- Exercise description -
Carry on the piece about young Japanese immigrants in New York, picking up after its last sentence.

- Passage -
In the last two decades, thousands of young Japanese like Q have come to New York in search of the custom-tailored lifestyles that are hard to carve out in a homeland, where johshiki -- traditional ways and morality -- still exert a powerful influence. Such young people make up the majority of their fellow countrymen, or rather, countrywomen, living in the city.

Census data from 2000 show that 63 percent of the 16,516 foreign-born Japanese living in New York are women, and 64 percent are 20 to 39 years old. That percentage of young people is nearly 23 percentage points higher than it is for Chinese or Koreans, the two largest Asian immigrant groups in the city.

The interesting trends are that Japanese women are leaving Japan faster than Japanese men are. Those progressive Japanese women who leave Japan due to the restrictions of the culture and the traditions are the very people who are best equipped to bridge the gender inequality gap. Sadly, they aren't in Japan, and thus the culture takes longer to change.

This line (below) resonated with me pretty deeply, as a native New Yorker, and Japanese-American, who is no longer in NYC.

In the end, even New York may not be big enough for some Big Apple issei. Many aspire to become citizens of the world who can travel, work and live in a variety of locations. They are modern people born of an extremely traditional culture. This koan-like paradox is most clearly evident in the fact that, unlike their predecessors, most of these young Japanese immigrants are not trying to become US citizens. They like being Japanese; they simply prefer to live in New York.

- Stored data -
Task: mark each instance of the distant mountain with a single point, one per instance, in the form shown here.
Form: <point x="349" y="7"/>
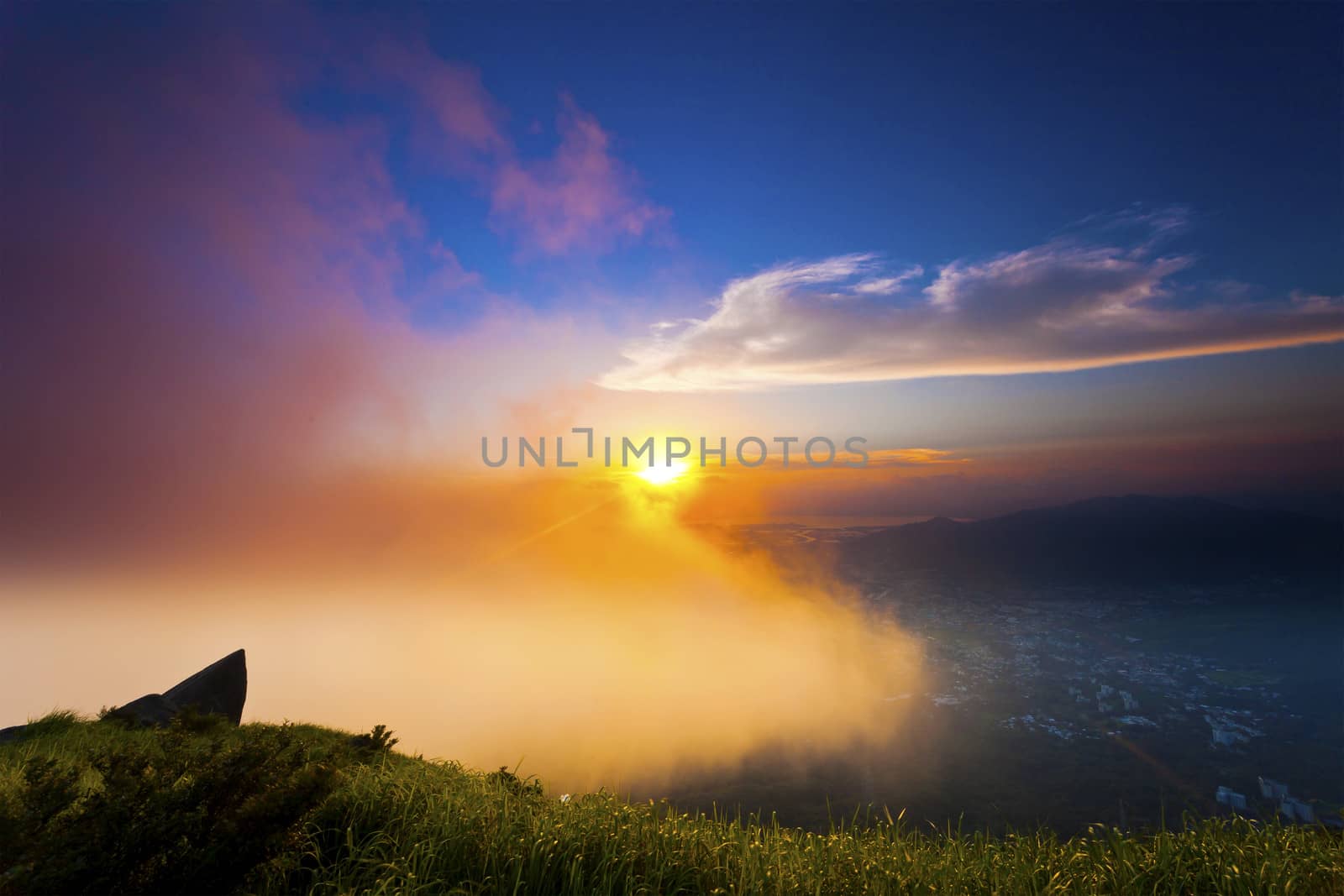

- Exercise response -
Q finds her groove in NY: 'Issei,' or Japanese immigrants, are cultural refugees drawn to New York's creative clamor and in search of freedom for their spirits [taipeitimes.com]

5 Comments

i'm assuming the people in this article are not from Tokyo...
"I can't imagine being in Japan, I couldn't break dance there" ?
"other American cities are too much like Japan" ?
if you replace "Japan" with "Tokyo" in this article, it would be mostly untrue.
seems more like a mega cities vs the rest of the world issue to me.

Christmas cake. heh.

but i can relate to that last paragraph you quoted too.
dunno about the focus on issei, tho.
technically i (was/will be) an issei but am more like a nisei, as you are.

What I find interesting is that, in my case at least, I feel quite similar to these Japanese twenty-somethings. I have a desire to "carve out my own lifestyle" as an expat, but I'm not really interested in ditching my American-self. Its a grass is always greener type of situation for a lot of young people now I think. We're smart enough to realize faults in our own countries (and when we travel abroad the faults there too), but we're too attached to the identy that same country gives us. I think we might be the cusp of a truely international generation, or if not that, a movement.

Well, my wife fits the exact mold of what you are talking about -- she came to the US a little mre than five years ago to study English and carve out a little bit of a life here in the US. She now works for a major financial institution in New York, and loves it. And although she misses Japan, she will be the first to tell you that there's probably more opportunity for her here than there. While she has tons of career potential with a US firm, she fears that in Japan she'd be relegated to 'office lady' duties. Surely things probably aren't nearly as bad as she likes to pretend they are, but there is still a wide discrepency between what she could be here versus what she could be in Japan. (FWIW, she grew up in rural Japan, where the opportunities probably aren't as great as they would be in Tokyo)

Interesting to compare this with the article you had about Japanese going to Paris and finding that their expectations of the place were not at all in tune with reality.

Still, most are in their twenties and thirties. That would lead me to assume that many "come home" when they are ready to settle down. Or maybe they just move to Connecticut...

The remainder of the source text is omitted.